Records provided:

_ _ _ _ _ _ _

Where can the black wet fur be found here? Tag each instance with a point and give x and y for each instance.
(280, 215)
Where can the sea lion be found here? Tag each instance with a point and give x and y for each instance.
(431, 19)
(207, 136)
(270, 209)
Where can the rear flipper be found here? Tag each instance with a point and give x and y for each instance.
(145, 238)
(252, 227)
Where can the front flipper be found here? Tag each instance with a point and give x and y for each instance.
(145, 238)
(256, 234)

_ _ _ _ _ _ _

Work to complete:
The answer is the full data, repeated exactly as shown.

Task answer:
Where can the black wet fur be found here? Tag each instance with a point and give x and y for each instance.
(280, 215)
Where can the sea lion be found here? Tag each instance with a point and give x and y for each instance.
(431, 19)
(207, 136)
(270, 209)
Where can the rear flipper be found here? Tag each instance with a point and give x and y for each instance.
(145, 238)
(252, 227)
Where can the front flipper be found here? Tag each instance with a point and give x and y for each instance.
(145, 238)
(256, 234)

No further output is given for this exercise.